Short problem:
In the text on the New Zealand national cricket team, in what month and year did the team become known as the Black Caps?

Excerpted text:
○ ○ ○ ○ ○
New Zealand national cricket team
The New Zealand national cricket team, nicknamed the Black Caps, played their first Test in 1930 against England in Christchurch, becoming the fifth country to play Test cricket. From 1930 New Zealand had to wait until 1956, more than 26 years, for its first Test victory, against the West Indies at Eden Park in Auckland, they played their first ODI in the 1972–73 season against Pakistan in Christchurch. The current Test, One-day and Twenty20 captain is Kane Williamson, who replaced Brendon McCullum who announced his retirement in late December 2015; the national team is organised by New Zealand Cricket. The New Zealand cricket team became known as the Black Caps in January 1998, after its sponsor at the time, Clear Communications, held a competition to choose a name for the team. Official New Zealand Cricket sources typeset the nickname as BLACKCAPS; this is one of many national team nicknames related to the All Blacks. As of 12 March 2019, New Zealand have played 1309 Internationals, winning 496, losing 594, tying 11 and drawing 165 matches while 43 matches ended yielding no result.
○ ○ ○ ○ ○
Data supplied:

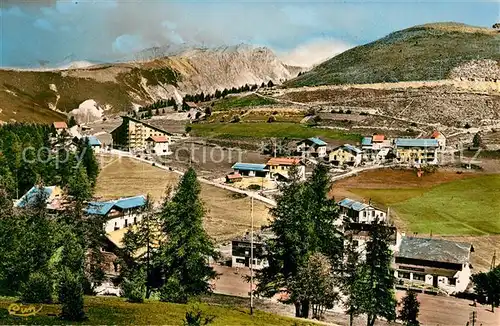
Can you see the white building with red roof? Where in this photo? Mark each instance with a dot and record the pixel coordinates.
(440, 138)
(158, 145)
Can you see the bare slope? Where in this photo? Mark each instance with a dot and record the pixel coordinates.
(426, 52)
(34, 95)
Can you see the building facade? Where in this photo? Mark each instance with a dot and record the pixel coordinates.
(132, 134)
(280, 167)
(417, 151)
(312, 146)
(346, 155)
(437, 264)
(158, 145)
(251, 170)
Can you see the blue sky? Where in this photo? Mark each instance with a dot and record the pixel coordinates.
(52, 32)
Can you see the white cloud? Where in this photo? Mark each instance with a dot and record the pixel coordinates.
(314, 52)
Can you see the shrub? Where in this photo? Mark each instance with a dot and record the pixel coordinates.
(71, 295)
(254, 187)
(196, 317)
(172, 291)
(37, 289)
(134, 287)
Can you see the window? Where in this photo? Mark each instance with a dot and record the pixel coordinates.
(418, 277)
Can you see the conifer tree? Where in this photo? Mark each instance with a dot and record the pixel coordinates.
(376, 276)
(184, 257)
(410, 308)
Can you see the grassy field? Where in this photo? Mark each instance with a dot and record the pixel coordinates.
(227, 215)
(116, 311)
(463, 207)
(267, 130)
(245, 101)
(433, 51)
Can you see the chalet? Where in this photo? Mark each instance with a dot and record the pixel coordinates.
(251, 170)
(132, 134)
(346, 155)
(279, 167)
(60, 126)
(240, 250)
(312, 147)
(357, 220)
(358, 212)
(119, 213)
(416, 151)
(441, 264)
(158, 145)
(53, 196)
(375, 148)
(94, 143)
(233, 177)
(440, 138)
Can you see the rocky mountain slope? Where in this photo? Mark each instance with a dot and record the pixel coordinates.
(427, 52)
(46, 95)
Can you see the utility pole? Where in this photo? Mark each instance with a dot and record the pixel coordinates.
(251, 259)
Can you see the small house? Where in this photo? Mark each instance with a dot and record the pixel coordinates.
(346, 155)
(158, 145)
(241, 250)
(440, 138)
(120, 213)
(251, 170)
(440, 264)
(94, 143)
(359, 212)
(233, 177)
(416, 151)
(60, 127)
(280, 167)
(312, 146)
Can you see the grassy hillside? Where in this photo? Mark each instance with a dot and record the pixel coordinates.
(426, 52)
(462, 207)
(267, 130)
(244, 101)
(115, 311)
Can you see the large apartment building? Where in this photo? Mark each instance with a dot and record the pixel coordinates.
(132, 134)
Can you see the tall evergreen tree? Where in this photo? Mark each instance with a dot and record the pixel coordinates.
(184, 256)
(376, 276)
(410, 308)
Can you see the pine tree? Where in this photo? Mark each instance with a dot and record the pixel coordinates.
(146, 235)
(184, 257)
(70, 288)
(376, 276)
(409, 311)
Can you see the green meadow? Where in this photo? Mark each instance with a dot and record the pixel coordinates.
(462, 207)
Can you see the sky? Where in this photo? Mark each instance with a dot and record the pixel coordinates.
(52, 32)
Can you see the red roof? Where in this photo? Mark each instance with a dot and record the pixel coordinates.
(283, 161)
(234, 176)
(159, 139)
(60, 125)
(435, 134)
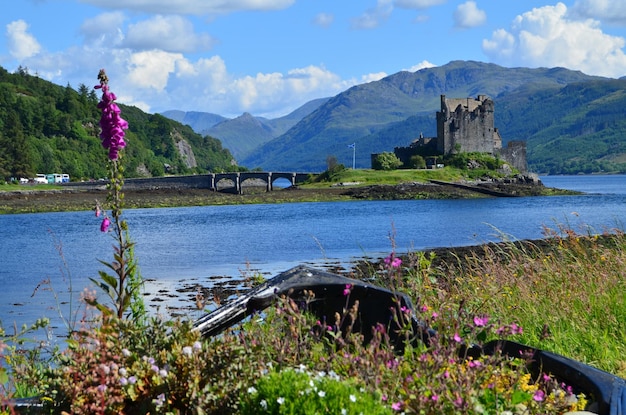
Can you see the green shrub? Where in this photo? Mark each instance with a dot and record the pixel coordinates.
(295, 392)
(386, 161)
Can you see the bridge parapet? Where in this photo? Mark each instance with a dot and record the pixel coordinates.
(268, 177)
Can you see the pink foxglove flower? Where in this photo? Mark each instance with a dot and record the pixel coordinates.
(111, 124)
(104, 226)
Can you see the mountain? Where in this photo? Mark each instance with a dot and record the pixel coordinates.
(578, 128)
(46, 128)
(380, 115)
(243, 134)
(199, 121)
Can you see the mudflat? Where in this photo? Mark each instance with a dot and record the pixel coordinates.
(32, 199)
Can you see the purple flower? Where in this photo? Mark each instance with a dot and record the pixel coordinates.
(104, 226)
(346, 291)
(111, 124)
(393, 261)
(396, 406)
(481, 321)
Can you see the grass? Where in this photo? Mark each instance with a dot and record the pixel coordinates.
(564, 295)
(373, 177)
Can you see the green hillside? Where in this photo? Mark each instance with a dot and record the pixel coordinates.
(46, 128)
(579, 128)
(381, 115)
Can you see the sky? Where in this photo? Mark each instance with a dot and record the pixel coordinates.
(269, 57)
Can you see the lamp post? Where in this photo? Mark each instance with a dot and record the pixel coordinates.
(353, 146)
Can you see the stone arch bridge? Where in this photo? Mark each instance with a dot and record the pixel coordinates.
(230, 182)
(268, 177)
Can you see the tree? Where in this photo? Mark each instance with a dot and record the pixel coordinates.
○ ○ ○ ○ ○
Exercise response:
January 1998